• _Exercise description_:
Please give all of the entries below as a numbered list, leaving out any blank lines.

[Rows from an object pointing dataset]
****************************************

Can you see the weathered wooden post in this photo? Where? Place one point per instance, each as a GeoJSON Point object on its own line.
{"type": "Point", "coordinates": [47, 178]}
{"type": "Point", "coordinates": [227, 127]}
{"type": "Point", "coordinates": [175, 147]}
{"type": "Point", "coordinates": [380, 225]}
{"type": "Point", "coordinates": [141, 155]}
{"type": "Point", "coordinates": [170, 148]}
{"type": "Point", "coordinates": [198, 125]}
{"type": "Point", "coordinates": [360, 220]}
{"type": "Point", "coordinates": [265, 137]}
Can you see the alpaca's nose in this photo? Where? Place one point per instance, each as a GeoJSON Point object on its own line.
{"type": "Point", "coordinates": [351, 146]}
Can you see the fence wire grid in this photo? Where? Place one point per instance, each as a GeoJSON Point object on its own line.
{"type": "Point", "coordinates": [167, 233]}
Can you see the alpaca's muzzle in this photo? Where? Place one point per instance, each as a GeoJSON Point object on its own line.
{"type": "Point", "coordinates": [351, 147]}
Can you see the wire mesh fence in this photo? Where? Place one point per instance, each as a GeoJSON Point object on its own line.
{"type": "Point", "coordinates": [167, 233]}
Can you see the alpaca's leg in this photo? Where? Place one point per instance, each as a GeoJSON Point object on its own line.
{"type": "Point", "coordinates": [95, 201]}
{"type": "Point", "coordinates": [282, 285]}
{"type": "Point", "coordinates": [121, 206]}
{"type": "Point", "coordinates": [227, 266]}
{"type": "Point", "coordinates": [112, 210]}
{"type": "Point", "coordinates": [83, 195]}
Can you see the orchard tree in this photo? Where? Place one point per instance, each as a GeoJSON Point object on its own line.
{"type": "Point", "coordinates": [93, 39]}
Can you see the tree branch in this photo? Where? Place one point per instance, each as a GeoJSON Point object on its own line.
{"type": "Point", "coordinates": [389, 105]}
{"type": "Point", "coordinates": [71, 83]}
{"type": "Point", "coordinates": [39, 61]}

****************************************

• _Reply_:
1. Can you see the weathered wooden post in this photo? Where? Place one point per instance, each as a GeoJSON Point object on its own line.
2. {"type": "Point", "coordinates": [47, 178]}
3. {"type": "Point", "coordinates": [227, 127]}
4. {"type": "Point", "coordinates": [175, 147]}
5. {"type": "Point", "coordinates": [380, 225]}
6. {"type": "Point", "coordinates": [141, 155]}
7. {"type": "Point", "coordinates": [170, 148]}
8. {"type": "Point", "coordinates": [198, 125]}
9. {"type": "Point", "coordinates": [360, 220]}
10. {"type": "Point", "coordinates": [265, 137]}
11. Can you see the alpaca's nose in this photo? Where? Place one point per instance, each as a GeoJSON Point object on its own line.
12. {"type": "Point", "coordinates": [351, 146]}
13. Can you see the fence wire grid in this photo? Where? Place one point per instance, each as a GeoJSON Point object on its own line.
14. {"type": "Point", "coordinates": [167, 233]}
15. Can you see the alpaca's muzzle in this photo? Where? Place one point per instance, each as a GeoJSON Point object on its own line.
16. {"type": "Point", "coordinates": [351, 147]}
17. Can you see the wire mesh fence in this photo? Where? Place one point per instance, each as a GeoJSON Point object on its own line.
18. {"type": "Point", "coordinates": [167, 233]}
19. Can you see the alpaca's leg in this photo? Where? Place one point per instance, each as a GeoJSON Point object on its own line.
20. {"type": "Point", "coordinates": [95, 201]}
21. {"type": "Point", "coordinates": [282, 285]}
22. {"type": "Point", "coordinates": [121, 206]}
23. {"type": "Point", "coordinates": [227, 266]}
24. {"type": "Point", "coordinates": [112, 210]}
25. {"type": "Point", "coordinates": [83, 195]}
26. Can you see the orchard tree in this photo? Where? Place one point per instance, each as a GeoJSON Point object on its own line.
27. {"type": "Point", "coordinates": [93, 39]}
28. Can you see the tree branch in this photo? Where? Place one point per instance, each as a GeoJSON Point object on its own line.
29. {"type": "Point", "coordinates": [389, 105]}
30. {"type": "Point", "coordinates": [71, 83]}
31. {"type": "Point", "coordinates": [39, 61]}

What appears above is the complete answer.